*** Opening of RECORDS FOR THIS TASK ***

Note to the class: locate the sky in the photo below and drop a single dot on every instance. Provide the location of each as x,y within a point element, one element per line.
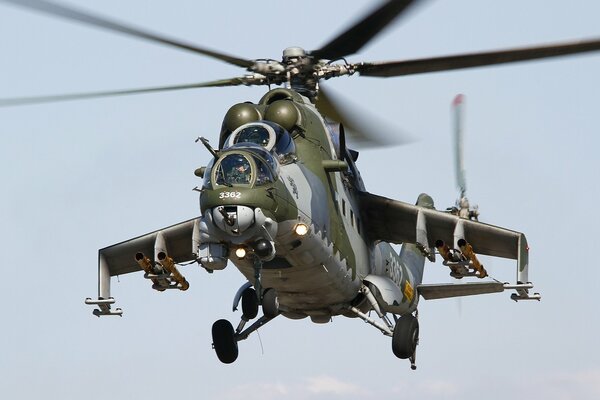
<point>78,176</point>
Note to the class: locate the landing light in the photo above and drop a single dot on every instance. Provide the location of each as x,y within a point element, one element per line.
<point>301,229</point>
<point>240,252</point>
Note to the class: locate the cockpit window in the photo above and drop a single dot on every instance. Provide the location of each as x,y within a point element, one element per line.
<point>254,134</point>
<point>266,134</point>
<point>234,169</point>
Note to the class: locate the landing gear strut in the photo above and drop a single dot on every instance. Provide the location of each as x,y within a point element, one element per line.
<point>225,338</point>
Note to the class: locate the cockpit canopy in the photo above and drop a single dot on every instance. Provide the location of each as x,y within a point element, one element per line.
<point>266,134</point>
<point>250,165</point>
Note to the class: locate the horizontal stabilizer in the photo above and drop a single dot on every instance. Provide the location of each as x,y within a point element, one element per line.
<point>446,290</point>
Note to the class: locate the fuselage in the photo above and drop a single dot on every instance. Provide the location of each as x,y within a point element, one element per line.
<point>254,193</point>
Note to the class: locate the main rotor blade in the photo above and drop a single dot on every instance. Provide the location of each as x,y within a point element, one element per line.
<point>459,166</point>
<point>362,129</point>
<point>20,101</point>
<point>447,63</point>
<point>355,37</point>
<point>105,23</point>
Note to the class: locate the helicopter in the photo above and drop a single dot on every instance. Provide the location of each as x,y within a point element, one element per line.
<point>282,200</point>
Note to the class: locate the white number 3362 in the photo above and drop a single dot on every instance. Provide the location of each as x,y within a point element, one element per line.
<point>230,195</point>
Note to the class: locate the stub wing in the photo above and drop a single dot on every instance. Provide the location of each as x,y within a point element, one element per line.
<point>398,222</point>
<point>164,247</point>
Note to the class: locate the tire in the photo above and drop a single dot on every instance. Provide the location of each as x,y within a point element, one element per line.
<point>224,341</point>
<point>249,304</point>
<point>270,303</point>
<point>406,337</point>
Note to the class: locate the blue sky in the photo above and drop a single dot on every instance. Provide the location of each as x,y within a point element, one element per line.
<point>78,176</point>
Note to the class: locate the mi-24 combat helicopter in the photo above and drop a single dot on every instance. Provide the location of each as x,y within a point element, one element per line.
<point>283,200</point>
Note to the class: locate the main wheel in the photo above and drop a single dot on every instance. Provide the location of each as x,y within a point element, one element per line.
<point>270,303</point>
<point>249,303</point>
<point>406,337</point>
<point>224,341</point>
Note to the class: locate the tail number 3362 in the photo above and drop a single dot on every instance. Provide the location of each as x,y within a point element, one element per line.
<point>230,195</point>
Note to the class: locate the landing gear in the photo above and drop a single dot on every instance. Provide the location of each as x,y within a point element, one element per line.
<point>224,341</point>
<point>225,338</point>
<point>270,303</point>
<point>406,338</point>
<point>249,304</point>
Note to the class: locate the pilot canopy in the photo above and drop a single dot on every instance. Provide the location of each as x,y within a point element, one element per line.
<point>269,135</point>
<point>243,164</point>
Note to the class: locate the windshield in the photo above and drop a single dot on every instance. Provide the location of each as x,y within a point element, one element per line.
<point>254,134</point>
<point>233,169</point>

*** Close of RECORDS FOR THIS TASK ***

PROBLEM — Pictures do not belong in the copy. Reproduce the rest of the data exactly.

ANSWER BOX —
Note to the class: locate the sky in the photo below and drop a single dot on every instance. Provide the location of each as x,y within a point element, one element per line.
<point>78,176</point>
Note to the class: locate the landing light in the photo above and drop a single dot on every instance. Provide the location of each as x,y within a point element, one element per line.
<point>301,229</point>
<point>240,252</point>
Note to the class: locate the cockpit window in the photo above and drop a single dot on every instance. Provide the location of each as x,y within a point element, one element per line.
<point>254,134</point>
<point>266,134</point>
<point>234,169</point>
Note to the class: locate the landing gear strut in the photo above and drop a single dot on every instance. Provide the location of each as x,y within a point element, one element per line.
<point>225,338</point>
Note to the class: locate the cockpit canopy in the photo above and drop a single dot on every instance. Provide the location of each as x,y within a point element, one element per line.
<point>266,134</point>
<point>250,165</point>
Note to the class: locate the horizontal stabilizer in the photo above and drop a single dot on every instance. Provide the location of each as x,y within a point element, one element per line.
<point>446,290</point>
Note to the class: locate the fuselage in the photo above and drop a single dot on every instance. Provide the location of each as x,y within a point element, one element per line.
<point>254,193</point>
Note to the class: locate the main rotor blade in the photo above and drop a single dot on every instance. Provide the location of each as x,y within a point element, one element per line.
<point>459,166</point>
<point>362,129</point>
<point>20,101</point>
<point>447,63</point>
<point>355,37</point>
<point>105,23</point>
Note to the class: locate the helicopter in the photo above and drop a single dot on every instance. Provide the location of each as x,y within a point element, one element per line.
<point>282,200</point>
Note to the class: locate the white number 3362 in the photo above and drop a single dot on every instance. Provide the location of each as x,y within a point element, one element per line.
<point>230,195</point>
Note to the class: locate the stub wing in the photo above and drop a single dot on every instance. Provide the location of each as x,y within a point element, one element per line.
<point>398,222</point>
<point>164,247</point>
Note to the class: locate the tire in the photo above and drop a single dot on every instance. Provide the location of each as x,y within a point element, one element per line.
<point>224,341</point>
<point>249,304</point>
<point>270,303</point>
<point>406,337</point>
Note to the class: locate the blue sky in the photo above and drop a single dot on every instance. Provide the location of each as x,y within a point element, one element per line.
<point>78,176</point>
Note to the class: locate the mi-24 combat helicopter in the photo above and drop a single dot on every instance. Provide the location of each as x,y within a point element, one element per line.
<point>283,200</point>
Note to the class: locate the main wheel in the photo above and drop a single dot on every instance. Provide the location of each as x,y within a point element, one element per line.
<point>270,303</point>
<point>249,303</point>
<point>406,337</point>
<point>224,341</point>
Note to the class: locate the tail number 3362 in the photo above and drop a single dot on every instance. Provide the location of each as x,y within a point element, one element per line.
<point>230,195</point>
Note to the class: locate the landing gear in the photo above and drop a single dot on every instance. Provide the location of each as x,y within a point element, one element per line.
<point>224,341</point>
<point>225,338</point>
<point>270,303</point>
<point>406,338</point>
<point>249,304</point>
Note to the class: locate the pilot canopy in the photo above and drop a single dot on every instance. Provide the location of each as x,y within a point element, one element per line.
<point>269,135</point>
<point>243,164</point>
Note to the class: locate the windshield in the photo above and drop a single dot on every instance. Provide the location of each as x,y within a point element, one element per line.
<point>254,134</point>
<point>233,169</point>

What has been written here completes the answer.